-- Start of Materials provided --

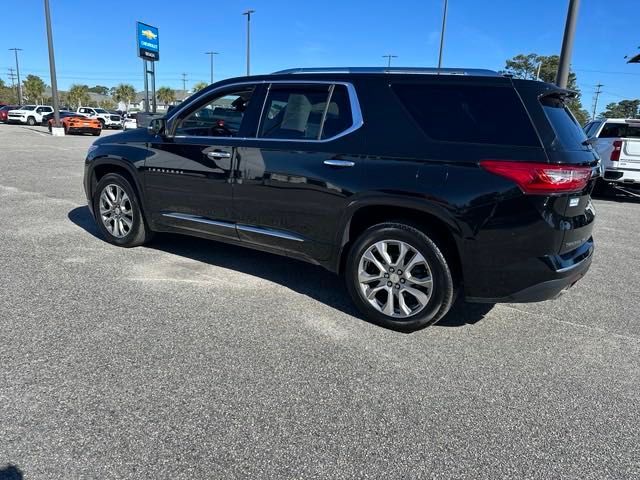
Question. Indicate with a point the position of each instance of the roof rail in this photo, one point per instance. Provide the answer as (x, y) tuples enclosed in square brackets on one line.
[(393, 70)]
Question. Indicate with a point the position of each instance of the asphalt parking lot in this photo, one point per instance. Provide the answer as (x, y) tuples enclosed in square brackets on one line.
[(193, 359)]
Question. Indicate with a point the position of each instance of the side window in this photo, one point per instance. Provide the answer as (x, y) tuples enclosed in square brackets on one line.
[(305, 112), (220, 117), (468, 113)]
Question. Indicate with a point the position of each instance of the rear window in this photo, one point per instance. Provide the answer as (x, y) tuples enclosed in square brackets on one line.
[(620, 130), (468, 113), (568, 131)]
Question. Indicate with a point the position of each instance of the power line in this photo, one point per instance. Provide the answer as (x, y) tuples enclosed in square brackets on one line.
[(595, 100)]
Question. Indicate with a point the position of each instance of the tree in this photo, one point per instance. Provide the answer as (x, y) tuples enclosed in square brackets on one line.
[(33, 88), (124, 93), (78, 95), (100, 89), (199, 86), (526, 67), (166, 95), (622, 109)]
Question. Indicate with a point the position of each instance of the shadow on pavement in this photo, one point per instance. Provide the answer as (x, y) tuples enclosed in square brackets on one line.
[(306, 279), (11, 472)]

-- End of Materials provided --

Prompt:
Format the data above as a two-column CSV with the headers "query" and "response". Give one row for each piece of text and the answer that follows it, put every field in double quotes, turn any line breaks into spaces, and leave out the pictures.

Task answer:
query,response
"Question. Indicate with a point the position of each instance of the roof rail in this photo, one point per instance. Provide the answer as (x, y) tuples enclosed in square brackets on one line.","[(393, 70)]"
"Question. Indicate with a point the position of each instance of the asphalt parking lot in this photo, one point per instance. Provide the answer as (x, y) tuples enclosed in square brackets on one line.","[(193, 359)]"
"Question. Indicate with a point the position of each instance of the side window in this photo, one point per instance. Provide the answer as (x, y) tuples enclosed in square brackets on one line.","[(305, 112), (220, 117), (468, 113)]"
"Question. Indicate with a point the position of each instance of the rear window in this photo, one point per instance. Provide the answer as (x, y) tuples enclosed in square brackets on one line.","[(620, 130), (468, 113), (568, 131)]"
"Question. Indicate with a point the position of each instance of the power line in this photo, one point per instance. Provide the answer as (x, y) tuples enclosed in square brackets on one line.","[(595, 100)]"
"Question. Indicate with a point the position of each instance of the tree in this photo, one point per instance. Provide the answer as (x, y) tuples enclosed in square brackets on one line.","[(33, 88), (124, 93), (78, 95), (100, 89), (199, 86), (526, 67), (166, 95), (622, 109)]"
"Question. Indicate with a point the position of each instance of the shadow on pavement in this photo, one point per instance. Provide the answer as (x, y) tuples enclosed in square brackets on one line.","[(306, 279), (11, 472)]"